[start]

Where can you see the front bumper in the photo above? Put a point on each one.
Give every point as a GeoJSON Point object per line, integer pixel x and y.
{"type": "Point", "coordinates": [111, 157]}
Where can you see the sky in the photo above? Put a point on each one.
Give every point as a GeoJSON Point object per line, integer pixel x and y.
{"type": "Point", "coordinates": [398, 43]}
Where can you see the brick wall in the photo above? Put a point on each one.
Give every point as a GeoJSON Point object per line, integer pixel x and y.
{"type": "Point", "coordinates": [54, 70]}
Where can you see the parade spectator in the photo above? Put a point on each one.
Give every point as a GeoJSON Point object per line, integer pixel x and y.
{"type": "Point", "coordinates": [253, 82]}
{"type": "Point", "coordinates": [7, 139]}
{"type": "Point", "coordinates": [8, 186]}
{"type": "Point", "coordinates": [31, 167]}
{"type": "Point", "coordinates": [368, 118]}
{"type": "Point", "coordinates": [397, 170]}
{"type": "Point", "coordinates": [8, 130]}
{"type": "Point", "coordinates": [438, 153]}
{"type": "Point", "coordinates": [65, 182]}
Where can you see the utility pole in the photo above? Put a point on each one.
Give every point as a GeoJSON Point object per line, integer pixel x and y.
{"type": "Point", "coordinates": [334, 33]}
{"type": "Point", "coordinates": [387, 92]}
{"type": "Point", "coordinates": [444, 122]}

[end]
[start]

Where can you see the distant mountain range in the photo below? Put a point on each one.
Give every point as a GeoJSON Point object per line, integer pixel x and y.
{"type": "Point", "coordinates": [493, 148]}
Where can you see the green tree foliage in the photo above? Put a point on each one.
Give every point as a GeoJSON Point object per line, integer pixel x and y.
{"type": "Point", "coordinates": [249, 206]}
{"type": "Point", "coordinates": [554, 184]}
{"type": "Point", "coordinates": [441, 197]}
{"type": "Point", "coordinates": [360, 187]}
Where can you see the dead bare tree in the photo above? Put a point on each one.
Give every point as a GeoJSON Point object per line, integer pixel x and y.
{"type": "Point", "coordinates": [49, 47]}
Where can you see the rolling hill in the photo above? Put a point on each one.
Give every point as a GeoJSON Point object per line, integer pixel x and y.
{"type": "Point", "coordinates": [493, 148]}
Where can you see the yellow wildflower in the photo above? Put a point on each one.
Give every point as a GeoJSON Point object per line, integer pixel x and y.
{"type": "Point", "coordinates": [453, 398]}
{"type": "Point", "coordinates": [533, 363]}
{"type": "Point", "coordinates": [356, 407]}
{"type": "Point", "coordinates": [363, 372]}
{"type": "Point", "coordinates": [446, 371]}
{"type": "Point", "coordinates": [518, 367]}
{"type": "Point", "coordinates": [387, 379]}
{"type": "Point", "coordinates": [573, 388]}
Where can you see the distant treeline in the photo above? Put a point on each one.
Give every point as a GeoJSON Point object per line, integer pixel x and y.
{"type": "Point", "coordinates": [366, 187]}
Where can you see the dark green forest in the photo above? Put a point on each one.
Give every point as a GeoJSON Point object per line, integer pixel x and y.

[end]

TASK TO CARRY OUT: Display every line above that contains the word "distant".

ANSWER TO THIS EXERCISE:
Where can you see the distant mountain range in the photo below? Put a point on each one.
Where can you see the distant treeline in the photo above? Put a point on each one.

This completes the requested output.